- TASK INSTRUCTIONS
Retype the data below verbatim; pictures do not belong in the copy.

====== EXTRACTED MATERIAL ======

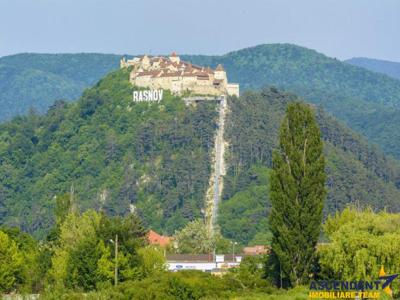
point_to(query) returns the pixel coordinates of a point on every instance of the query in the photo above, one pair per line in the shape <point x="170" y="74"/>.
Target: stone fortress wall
<point x="178" y="76"/>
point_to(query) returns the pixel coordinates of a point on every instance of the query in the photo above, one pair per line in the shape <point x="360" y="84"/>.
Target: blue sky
<point x="338" y="28"/>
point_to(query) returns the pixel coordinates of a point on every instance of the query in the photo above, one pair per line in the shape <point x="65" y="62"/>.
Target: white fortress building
<point x="178" y="76"/>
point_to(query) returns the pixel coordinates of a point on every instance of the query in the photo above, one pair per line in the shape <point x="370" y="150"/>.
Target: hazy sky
<point x="338" y="28"/>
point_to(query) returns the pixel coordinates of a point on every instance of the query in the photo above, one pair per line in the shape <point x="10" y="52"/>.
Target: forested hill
<point x="366" y="101"/>
<point x="389" y="68"/>
<point x="358" y="173"/>
<point x="38" y="80"/>
<point x="113" y="153"/>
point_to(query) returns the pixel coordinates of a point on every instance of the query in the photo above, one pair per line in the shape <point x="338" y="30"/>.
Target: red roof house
<point x="155" y="239"/>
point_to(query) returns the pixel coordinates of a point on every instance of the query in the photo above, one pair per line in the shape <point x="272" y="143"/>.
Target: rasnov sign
<point x="148" y="96"/>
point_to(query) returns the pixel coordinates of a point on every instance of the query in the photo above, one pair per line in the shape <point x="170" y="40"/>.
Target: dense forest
<point x="37" y="80"/>
<point x="115" y="155"/>
<point x="389" y="68"/>
<point x="358" y="173"/>
<point x="112" y="154"/>
<point x="368" y="102"/>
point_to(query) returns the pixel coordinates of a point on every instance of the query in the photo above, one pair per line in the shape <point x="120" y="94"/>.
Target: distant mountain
<point x="37" y="80"/>
<point x="115" y="153"/>
<point x="389" y="68"/>
<point x="366" y="101"/>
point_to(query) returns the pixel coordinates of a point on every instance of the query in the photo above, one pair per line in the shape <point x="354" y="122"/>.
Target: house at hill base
<point x="256" y="250"/>
<point x="203" y="262"/>
<point x="178" y="76"/>
<point x="155" y="239"/>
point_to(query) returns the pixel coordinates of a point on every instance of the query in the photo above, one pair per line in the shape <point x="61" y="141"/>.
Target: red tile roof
<point x="155" y="239"/>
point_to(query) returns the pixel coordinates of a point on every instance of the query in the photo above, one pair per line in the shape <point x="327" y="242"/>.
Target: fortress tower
<point x="178" y="76"/>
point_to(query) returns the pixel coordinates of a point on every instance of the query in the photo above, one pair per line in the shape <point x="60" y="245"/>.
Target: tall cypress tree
<point x="297" y="192"/>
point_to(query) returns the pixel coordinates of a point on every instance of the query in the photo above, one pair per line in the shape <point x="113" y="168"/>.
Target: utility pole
<point x="233" y="250"/>
<point x="116" y="261"/>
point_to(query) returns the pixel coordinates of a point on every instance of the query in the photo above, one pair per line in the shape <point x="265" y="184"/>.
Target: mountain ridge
<point x="157" y="157"/>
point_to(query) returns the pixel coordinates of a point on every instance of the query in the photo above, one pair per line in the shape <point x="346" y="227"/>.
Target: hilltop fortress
<point x="178" y="76"/>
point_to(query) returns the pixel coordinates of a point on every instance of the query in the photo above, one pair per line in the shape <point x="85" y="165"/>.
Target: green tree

======

- WRITTEN SOLUTION
point_to(query) returns the pixel coordinates of a point on every instance of the query in the photo above, one pair per line in the shape <point x="170" y="74"/>.
Target: stone fortress wall
<point x="178" y="76"/>
point_to(query) returns the pixel coordinates of a point on every instance of the query in the photo above, one pair per line in the shape <point x="360" y="84"/>.
Target: blue sky
<point x="338" y="28"/>
point_to(query) returns the pixel coordinates of a point on every instance of the query in the photo above, one pair per line in the shape <point x="65" y="62"/>.
Target: white fortress building
<point x="178" y="76"/>
point_to(query) returns the pixel coordinates of a point on every instance of the query in the photo above, one pair per line in the shape <point x="370" y="150"/>.
Target: hazy sky
<point x="338" y="28"/>
point_to(query) returns the pixel coordinates of a point on every instance of the query in the photo above, one pair per line in the shape <point x="10" y="52"/>.
Target: forested hill
<point x="366" y="101"/>
<point x="389" y="68"/>
<point x="358" y="173"/>
<point x="38" y="80"/>
<point x="113" y="153"/>
point_to(query) returns the pixel coordinates of a point on every instance of the query in the photo above, one pair per line in the shape <point x="338" y="30"/>.
Target: red roof house
<point x="155" y="239"/>
point_to(query) returns the pixel coordinates of a point on every instance of the query in the photo above, one pair per line in the shape <point x="272" y="143"/>.
Target: rasnov sign
<point x="148" y="96"/>
point_to(query) returns the pixel coordinates of a point on every instance of the query in the photo above, one pair per line in the shape <point x="170" y="40"/>.
Target: dense forest
<point x="37" y="80"/>
<point x="115" y="155"/>
<point x="389" y="68"/>
<point x="358" y="173"/>
<point x="112" y="154"/>
<point x="368" y="102"/>
point_to(query) returns the pixel coordinates of a point on every instance of the query in the photo above, one pair per line in the shape <point x="120" y="94"/>.
Target: distant mountain
<point x="37" y="80"/>
<point x="115" y="153"/>
<point x="389" y="68"/>
<point x="366" y="101"/>
point_to(query) returns the pixel coordinates of a point on every instance of the query in the photo above, one pair per line in the shape <point x="354" y="122"/>.
Target: house at hill base
<point x="256" y="250"/>
<point x="203" y="262"/>
<point x="178" y="76"/>
<point x="155" y="239"/>
point_to(query) returns the pixel coordinates of a point on every instance of the query in the photo above, one pair per line in the shape <point x="61" y="141"/>.
Target: red tile roof
<point x="155" y="239"/>
point_to(query) returns the pixel coordinates of a point on every instance of the query in the photo above, one pair per line in the shape <point x="327" y="242"/>.
Target: fortress tower
<point x="178" y="76"/>
point_to(query) returns the pixel coordinates of a point on every instance of the query in the photo above, one pair per line in the shape <point x="60" y="245"/>.
Target: tall cypress tree
<point x="297" y="192"/>
point_to(query) returns the pixel coordinates of a point on every instance of the query in the photo above, one pair per line in the shape <point x="113" y="168"/>.
Target: utility pole
<point x="233" y="250"/>
<point x="116" y="261"/>
point_to(query) returns the pixel coordinates of a point on every instance of the query in the photo above, one pair per line in the shape <point x="265" y="184"/>.
Target: mountain ridge
<point x="157" y="157"/>
point_to(query) returns the pixel coordinates of a point on every instance of the query in the photo above, one pair per line in the shape <point x="346" y="227"/>.
Target: hilltop fortress
<point x="178" y="76"/>
point_to(query) returns the pixel coordinates of a point on every instance of the query in the photo above, one pair per line in the shape <point x="85" y="165"/>.
Target: green tree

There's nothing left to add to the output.